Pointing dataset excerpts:
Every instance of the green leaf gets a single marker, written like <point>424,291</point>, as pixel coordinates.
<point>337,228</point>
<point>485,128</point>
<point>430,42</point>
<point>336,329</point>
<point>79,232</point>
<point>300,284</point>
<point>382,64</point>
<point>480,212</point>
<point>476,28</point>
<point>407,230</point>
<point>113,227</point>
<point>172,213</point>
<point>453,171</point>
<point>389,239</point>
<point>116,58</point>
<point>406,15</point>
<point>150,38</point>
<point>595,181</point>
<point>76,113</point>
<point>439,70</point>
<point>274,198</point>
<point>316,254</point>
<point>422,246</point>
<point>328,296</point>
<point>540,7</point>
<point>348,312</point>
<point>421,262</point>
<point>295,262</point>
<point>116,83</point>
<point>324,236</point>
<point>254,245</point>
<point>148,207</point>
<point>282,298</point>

Goal
Reproduce the entire listing above word for word, keeping every line unchanged.

Result of this task
Every instance of the green leaf gets a single marker, written like <point>424,291</point>, as pixel coordinates.
<point>337,228</point>
<point>485,128</point>
<point>430,42</point>
<point>336,329</point>
<point>79,232</point>
<point>300,284</point>
<point>382,64</point>
<point>480,212</point>
<point>476,28</point>
<point>407,230</point>
<point>113,227</point>
<point>172,213</point>
<point>453,171</point>
<point>389,239</point>
<point>116,58</point>
<point>406,15</point>
<point>150,38</point>
<point>595,181</point>
<point>76,113</point>
<point>439,70</point>
<point>274,198</point>
<point>316,254</point>
<point>422,246</point>
<point>328,296</point>
<point>540,7</point>
<point>348,312</point>
<point>421,262</point>
<point>295,262</point>
<point>116,83</point>
<point>324,236</point>
<point>254,245</point>
<point>148,207</point>
<point>282,298</point>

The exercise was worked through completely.